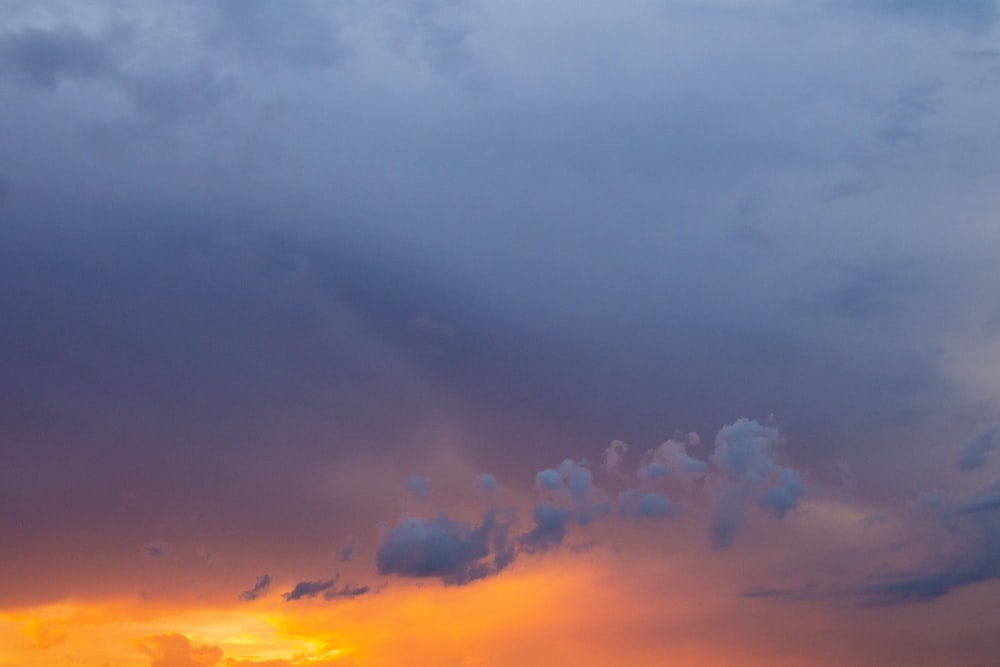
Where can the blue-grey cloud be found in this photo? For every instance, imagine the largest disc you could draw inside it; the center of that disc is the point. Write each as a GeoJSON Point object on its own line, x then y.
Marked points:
{"type": "Point", "coordinates": [419, 487]}
{"type": "Point", "coordinates": [975, 451]}
{"type": "Point", "coordinates": [40, 58]}
{"type": "Point", "coordinates": [454, 551]}
{"type": "Point", "coordinates": [308, 589]}
{"type": "Point", "coordinates": [348, 548]}
{"type": "Point", "coordinates": [744, 459]}
{"type": "Point", "coordinates": [346, 592]}
{"type": "Point", "coordinates": [645, 505]}
{"type": "Point", "coordinates": [259, 589]}
{"type": "Point", "coordinates": [549, 531]}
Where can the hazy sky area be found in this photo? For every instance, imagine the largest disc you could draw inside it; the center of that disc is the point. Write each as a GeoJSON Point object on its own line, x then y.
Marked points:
{"type": "Point", "coordinates": [448, 332]}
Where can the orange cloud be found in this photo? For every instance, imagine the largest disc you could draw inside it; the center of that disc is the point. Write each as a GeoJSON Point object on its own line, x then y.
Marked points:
{"type": "Point", "coordinates": [176, 650]}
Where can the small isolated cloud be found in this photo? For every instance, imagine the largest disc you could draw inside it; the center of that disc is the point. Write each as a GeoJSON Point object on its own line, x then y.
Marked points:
{"type": "Point", "coordinates": [644, 505]}
{"type": "Point", "coordinates": [975, 451]}
{"type": "Point", "coordinates": [347, 591]}
{"type": "Point", "coordinates": [419, 487]}
{"type": "Point", "coordinates": [572, 484]}
{"type": "Point", "coordinates": [746, 472]}
{"type": "Point", "coordinates": [259, 590]}
{"type": "Point", "coordinates": [308, 589]}
{"type": "Point", "coordinates": [176, 650]}
{"type": "Point", "coordinates": [447, 549]}
{"type": "Point", "coordinates": [486, 483]}
{"type": "Point", "coordinates": [348, 548]}
{"type": "Point", "coordinates": [549, 531]}
{"type": "Point", "coordinates": [614, 455]}
{"type": "Point", "coordinates": [671, 458]}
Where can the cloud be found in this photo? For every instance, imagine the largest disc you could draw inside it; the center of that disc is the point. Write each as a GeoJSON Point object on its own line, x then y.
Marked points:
#####
(Work to do): Can you revise all the entries above so that every "photo" becomes "image", with nothing else changed? Leave the pictures out.

(Solved problem):
Where can the blue-grey cloud be found in this image? For every instance, imagine the largest disc you could draw inside it; the center of that disc is the point. Write each as a GeoJSON Point object on its own line, x then y.
Marked points:
{"type": "Point", "coordinates": [419, 487]}
{"type": "Point", "coordinates": [975, 451]}
{"type": "Point", "coordinates": [40, 58]}
{"type": "Point", "coordinates": [454, 551]}
{"type": "Point", "coordinates": [308, 589]}
{"type": "Point", "coordinates": [348, 548]}
{"type": "Point", "coordinates": [744, 459]}
{"type": "Point", "coordinates": [346, 592]}
{"type": "Point", "coordinates": [645, 505]}
{"type": "Point", "coordinates": [259, 589]}
{"type": "Point", "coordinates": [549, 531]}
Where can the hazy sky area be found in this image? For every instance, imagine the largest disc you could draw inside it; the center of that disc is the point. Write each as a GeoJSON Point object on its own line, x then y.
Marked points:
{"type": "Point", "coordinates": [448, 332]}
Where can the orange cloud be found in this image? For every instance, imagine the largest disc you could draw inside it; the center of that disc is the point. Write each as a GeoJSON Point object on its own line, x then y.
Marked points:
{"type": "Point", "coordinates": [176, 650]}
Where can the small isolated cloud be found in this image? For every instance, imagine the largest disc you could draw inside it; the center of that disc is the point. Write each as a GeoJSON Point object on its own line, x then y.
Marked points:
{"type": "Point", "coordinates": [644, 505]}
{"type": "Point", "coordinates": [975, 451]}
{"type": "Point", "coordinates": [347, 591]}
{"type": "Point", "coordinates": [419, 487]}
{"type": "Point", "coordinates": [572, 484]}
{"type": "Point", "coordinates": [746, 472]}
{"type": "Point", "coordinates": [259, 590]}
{"type": "Point", "coordinates": [308, 589]}
{"type": "Point", "coordinates": [176, 650]}
{"type": "Point", "coordinates": [447, 549]}
{"type": "Point", "coordinates": [486, 483]}
{"type": "Point", "coordinates": [348, 548]}
{"type": "Point", "coordinates": [549, 531]}
{"type": "Point", "coordinates": [614, 455]}
{"type": "Point", "coordinates": [671, 458]}
Where can the cloud be found in this image? For every instance, imagine the largest disc you could draw inside it; the center of that disc is the point. Write each as a GeoJSON Point object on its own line, x then y.
Marked points:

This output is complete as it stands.